**TO DO:** Will you write out all the entries below exactly?

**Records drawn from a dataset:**
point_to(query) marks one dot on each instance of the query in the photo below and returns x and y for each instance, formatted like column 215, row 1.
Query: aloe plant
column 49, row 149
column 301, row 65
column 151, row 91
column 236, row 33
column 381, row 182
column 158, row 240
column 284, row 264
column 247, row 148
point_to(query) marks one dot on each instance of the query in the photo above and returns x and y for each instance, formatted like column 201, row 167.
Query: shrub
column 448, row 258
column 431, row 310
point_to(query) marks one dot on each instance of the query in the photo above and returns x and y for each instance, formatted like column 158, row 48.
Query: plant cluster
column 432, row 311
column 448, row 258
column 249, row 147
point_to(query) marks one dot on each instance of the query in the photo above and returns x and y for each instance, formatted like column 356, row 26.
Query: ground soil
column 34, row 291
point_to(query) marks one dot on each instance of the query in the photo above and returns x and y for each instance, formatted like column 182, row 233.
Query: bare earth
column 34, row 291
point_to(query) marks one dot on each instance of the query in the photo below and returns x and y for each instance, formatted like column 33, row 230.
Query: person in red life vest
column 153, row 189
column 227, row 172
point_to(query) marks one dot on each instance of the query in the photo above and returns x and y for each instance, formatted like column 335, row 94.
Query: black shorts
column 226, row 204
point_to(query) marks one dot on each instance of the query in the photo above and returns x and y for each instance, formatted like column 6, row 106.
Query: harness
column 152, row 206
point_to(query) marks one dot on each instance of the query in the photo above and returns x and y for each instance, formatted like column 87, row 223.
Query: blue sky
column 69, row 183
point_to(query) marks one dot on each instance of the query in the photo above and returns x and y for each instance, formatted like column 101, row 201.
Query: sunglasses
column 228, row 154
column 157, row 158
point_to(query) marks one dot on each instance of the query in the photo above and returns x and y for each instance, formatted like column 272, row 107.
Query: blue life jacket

**ANSWER FOR THIS EXERCISE:**
point_to(query) marks one dot on each instance of the query in the photo below and returns x and y for each instance, formatted like column 215, row 1.
Query: aloe plant
column 49, row 149
column 301, row 65
column 151, row 91
column 236, row 33
column 381, row 182
column 158, row 240
column 284, row 264
column 247, row 148
point_to(query) marks one dot on each instance of the query in the photo above and returns x and y for each instance, formatted like column 201, row 167.
Query: shrub
column 448, row 258
column 431, row 310
point_to(query) marks one dot on each instance of the query in the photo above and returns x and y for each instance, formatted like column 158, row 48.
Query: plant cluster
column 432, row 311
column 448, row 258
column 249, row 147
point_to(query) marks one dot on each instance of the query in the photo above and returns x and y for each instance, formatted like column 356, row 26.
Query: ground soil
column 34, row 291
point_to(query) marks one dot on each instance of the query in the photo above and returns x and y for each instance, formatted like column 182, row 233.
Query: bare earth
column 34, row 291
point_to(query) marks one dot on each instance of the query in the photo below and returns x and y for each instance, formatted like column 33, row 230.
Query: person in red life vest
column 153, row 189
column 227, row 172
point_to(query) marks one dot on each instance of the query in the photo above and returns x and y for each instance, formatted like column 335, row 94.
Query: black shorts
column 226, row 204
point_to(query) marks one dot on each instance of the query in the photo above and returns x and y for each instance, formatted like column 6, row 106.
Query: harness
column 152, row 206
point_to(query) marks one dot on each instance of the query in the photo above and returns x and y for each instance, formatted like column 87, row 223.
Query: blue sky
column 69, row 183
point_to(query) marks one dot on each instance of the query in the photo above and returns x and y for each instance, formatted like column 101, row 201.
Query: sunglasses
column 228, row 154
column 157, row 158
point_to(query) marks one dot on each instance of the query in the photo above and returns x and y for each instance, formatted like column 272, row 107.
Query: blue life jacket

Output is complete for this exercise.